__Using the information__.
a - Name every city where the text about English in India says universities were established in 1857.
b - Lay out the rows of Collected data as a Markdown table with columns No. and Line, covering the rows from the start of Collected data through the row that holds "604L615 602L619 611H623L624", inclusive. Skip blank lines and leave the pictures out.

Formal written publications in English in India tend to use lac/crore for Indian currency and Western numbering for foreign currencies like Dollars and Pounds.
English-language public instruction began in India in the 1830s during the rule of the East India Company (India was then, and is today, one of the most linguistically diverse regions of the world). In 1835, English replacedPersian as the official language of the East India Company. Lord Macaulay played a major role in introducing English and western concepts into educational institutions in India. He supported the replacement of Persian by English as the official language, the use of English as the medium of instruction in all schools, and the training of English-speaking Indians as teachers. Throughout the 1840s and 1850s, primary, middle, and high schools were opened in many districts of British India, with most high schools offering English language instruction in some subjects. In 1857, just before the end of East India Company rule, universities that were modeled on the University of London and used English as the medium of instruction were established in Bombay, Calcutta and Madras. During the British Raj (1858 to 1947), English-language penetration increased throughout India. This was driven in part by the gradually increasing hiring of Indians in the civil services. At the time of India's independence in 1947, English was the only functional lingua franca in the country.
After Indian Independence in 1947, Hindi was declared the first official language, and attempts were made to declare Hindi the sole national language of India. Due to protests from Tamil Nadu and other non-Hindi-speaking states, it was decided to temporarily retain English for official purposes until at least 1965. By the end of this period, however, opposition from non-Hindi states was still too strong to have Hindi declared the sole language. With this in mind, the English Language Amendment Bill declared English to be an associate language "until such time as all non-Hindi States had agreed to its being dropped." This has not yet occurred, and English is still widely used. For instance, it is the only reliable means of day-to-day communication between the central government and the non-Hindi states.

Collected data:
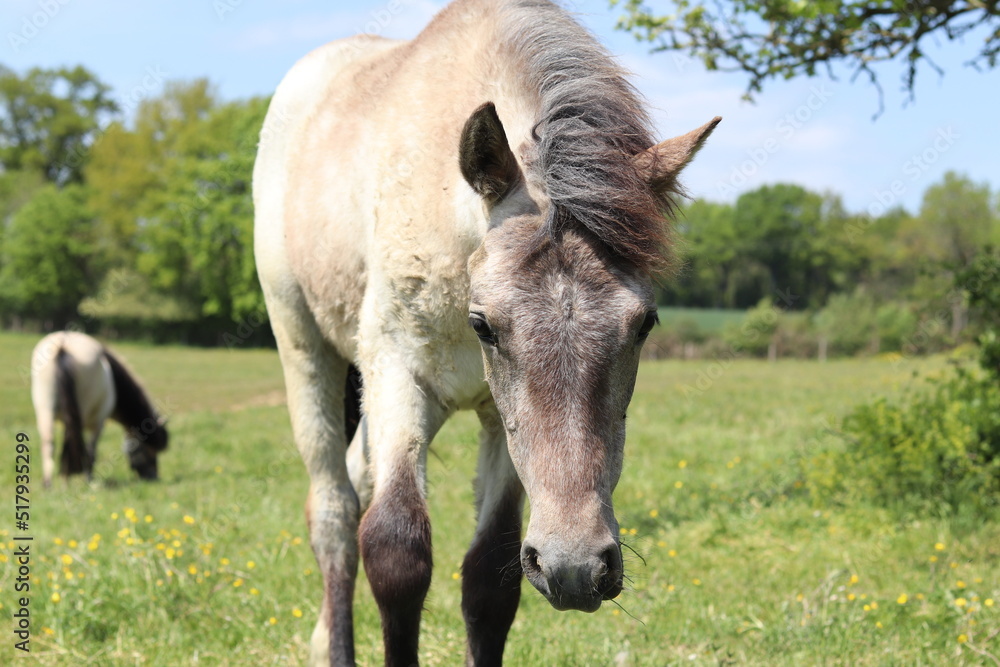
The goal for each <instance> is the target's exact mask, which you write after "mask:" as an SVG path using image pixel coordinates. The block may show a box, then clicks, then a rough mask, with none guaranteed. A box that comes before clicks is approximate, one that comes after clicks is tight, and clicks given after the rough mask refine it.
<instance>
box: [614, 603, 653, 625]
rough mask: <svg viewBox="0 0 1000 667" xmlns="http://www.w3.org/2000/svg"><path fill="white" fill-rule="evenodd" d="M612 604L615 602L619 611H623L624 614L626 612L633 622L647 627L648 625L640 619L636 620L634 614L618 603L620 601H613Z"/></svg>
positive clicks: (626, 613)
mask: <svg viewBox="0 0 1000 667" xmlns="http://www.w3.org/2000/svg"><path fill="white" fill-rule="evenodd" d="M612 602H614V603H615V605H617V606H618V608H619V609H621V610H622V611H623V612H625V613H626V614H628V617H629V618H631V619H632V620H633V621H636V622H637V623H638V624H639V625H641V626H643V627H645V625H646V624H645V623H644V622H643V621H642V619H639V618H636V617H635V616H633V615H632V613H631V612H630V611H629V610H628V609H626V608H625V607H623V606H621V604H620V603H619V602H618V600H612Z"/></svg>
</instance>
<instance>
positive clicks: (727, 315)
mask: <svg viewBox="0 0 1000 667" xmlns="http://www.w3.org/2000/svg"><path fill="white" fill-rule="evenodd" d="M659 315H660V324H662V325H663V326H665V327H667V328H670V326H671V325H672V324H673V323H675V322H677V321H679V320H693V321H694V322H695V323H696V324H697V325H698V330H699V331H701V332H703V333H706V334H718V333H721V332H722V330H723V329H724V328H725V327H726V325H727V324H739V323H740V322H742V321H743V317H744V316H745V315H746V311H744V310H731V309H726V308H660V309H659Z"/></svg>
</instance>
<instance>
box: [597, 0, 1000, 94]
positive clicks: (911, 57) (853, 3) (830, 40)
mask: <svg viewBox="0 0 1000 667" xmlns="http://www.w3.org/2000/svg"><path fill="white" fill-rule="evenodd" d="M610 3H611V5H612V6H617V5H621V6H623V7H624V9H625V15H624V16H623V17H622V18H621V19H619V22H618V27H619V28H620V29H622V30H626V31H628V32H631V33H632V34H634V35H635V36H636V37H637V38H639V39H642V40H647V41H650V42H654V43H655V44H656V47H655V50H657V51H664V50H672V51H682V52H686V53H688V54H690V55H691V56H693V57H695V58H698V59H700V60H701V61H702V62H704V63H705V66H706V67H707V68H708V69H710V70H721V71H739V72H744V73H745V74H746V75H747V76H748V77H749V82H748V84H747V91H746V97H747V98H748V99H749V98H751V97H752V96H753V94H754V93H758V92H760V91H761V90H762V88H763V85H764V83H765V82H766V81H768V80H769V79H776V78H780V79H789V78H792V77H795V76H799V75H802V74H805V75H807V76H814V75H815V74H816V71H817V69H819V68H824V69H825V70H826V71H827V73H828V74H829V75H830V76H831V78H835V77H834V71H833V66H834V65H837V64H844V65H846V66H847V67H849V68H851V69H853V70H854V74H853V76H855V77H857V76H858V75H861V74H864V75H866V76H867V77H868V79H869V80H870V81H871V82H872V84H874V85H875V87H876V88H877V89H878V93H879V105H880V106H879V108H880V111H881V103H882V88H881V85H880V84H879V80H878V75H877V74H876V72H875V69H873V67H872V66H873V65H875V64H876V63H880V62H885V61H896V60H901V61H903V62H904V63H905V65H904V73H903V89H904V90H906V91H908V92H909V95H910V97H911V98H912V96H913V91H914V83H915V81H916V77H917V69H918V66H919V65H920V64H921V63H922V62H925V63H927V64H928V65H930V66H931V67H932V68H934V69H935V70H937V71H938V72H940V71H941V70H940V69H939V68H938V67H937V65H935V64H934V62H933V61H932V60H930V58H929V57H928V56H927V54H926V53H925V51H924V45H925V44H926V43H927V41H928V40H942V39H947V40H957V39H961V38H962V37H964V36H966V35H968V34H969V33H970V32H972V31H973V30H977V29H980V30H982V31H983V32H984V33H985V38H984V39H983V40H982V44H981V46H980V47H979V50H978V52H977V53H975V54H974V55H973V57H972V58H971V59H970V60H969V63H968V64H971V65H973V66H975V67H976V68H977V69H982V68H987V69H992V68H993V67H995V66H996V64H997V55H998V53H1000V6H998V2H997V1H996V0H929V1H928V0H924V1H920V0H874V1H872V0H868V1H865V0H819V1H817V2H805V1H804V0H729V1H728V2H727V1H723V0H719V1H716V2H704V1H699V0H696V1H695V2H692V1H691V0H673V2H672V3H671V4H672V5H673V8H674V10H675V11H674V12H667V13H660V12H661V11H662V10H660V11H656V12H654V10H653V9H652V8H650V7H649V6H648V4H647V3H646V2H645V0H610ZM970 41H971V40H970ZM977 41H978V40H977Z"/></svg>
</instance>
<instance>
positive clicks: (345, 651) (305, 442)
mask: <svg viewBox="0 0 1000 667" xmlns="http://www.w3.org/2000/svg"><path fill="white" fill-rule="evenodd" d="M268 308H269V311H270V313H271V323H272V326H273V327H274V333H275V338H276V340H277V342H278V351H279V353H280V355H281V365H282V368H283V369H284V373H285V390H286V392H287V394H288V411H289V415H290V416H291V420H292V431H293V433H294V435H295V443H296V445H297V446H298V449H299V453H300V454H301V455H302V460H303V462H304V463H305V465H306V469H307V470H308V472H309V496H308V498H307V500H306V520H307V522H308V524H309V539H310V542H311V543H312V548H313V553H314V554H315V555H316V562H317V563H318V565H319V568H320V571H321V572H322V573H323V583H324V586H323V607H322V611H321V612H320V618H319V620H318V621H317V623H316V628H315V629H314V630H313V635H312V639H311V641H310V663H311V664H313V665H353V664H354V622H353V611H352V604H353V598H354V581H355V578H356V577H357V572H358V547H357V529H358V499H357V496H356V495H355V493H354V489H353V488H352V487H351V481H350V479H349V478H348V475H347V462H346V459H345V455H346V450H347V442H346V437H345V432H344V414H343V398H344V386H345V380H346V378H347V367H348V364H347V361H346V360H344V359H343V358H342V357H341V356H340V355H338V354H337V353H336V352H335V351H334V350H333V349H331V347H330V346H329V344H328V343H327V342H326V341H325V340H323V338H322V336H321V335H320V332H319V330H318V327H316V325H315V323H314V322H313V321H312V320H311V319H310V320H306V319H305V318H304V317H303V315H302V313H301V311H299V312H289V310H290V309H288V310H286V309H284V308H282V305H281V304H279V303H274V302H271V303H269V304H268Z"/></svg>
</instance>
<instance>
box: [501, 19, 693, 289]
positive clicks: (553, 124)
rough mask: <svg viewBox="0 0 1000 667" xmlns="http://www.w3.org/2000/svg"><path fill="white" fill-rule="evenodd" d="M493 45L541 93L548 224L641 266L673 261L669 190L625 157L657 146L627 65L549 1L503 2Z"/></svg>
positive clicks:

__Answers for the tasks__.
a - Bombay, Calcutta, Madras

b -
| No. | Line |
|---|---|
| 1 | The goal for each <instance> is the target's exact mask, which you write after "mask:" as an SVG path using image pixel coordinates. The block may show a box, then clicks, then a rough mask, with none guaranteed. A box that comes before clicks is approximate, one that comes after clicks is tight, and clicks given after the rough mask refine it. |
| 2 | <instance> |
| 3 | box: [614, 603, 653, 625] |
| 4 | rough mask: <svg viewBox="0 0 1000 667" xmlns="http://www.w3.org/2000/svg"><path fill="white" fill-rule="evenodd" d="M612 604L615 602L619 611H623L624 614L626 612L633 622L647 627L648 625L640 619L636 620L634 614L618 603L620 601H613Z"/></svg> |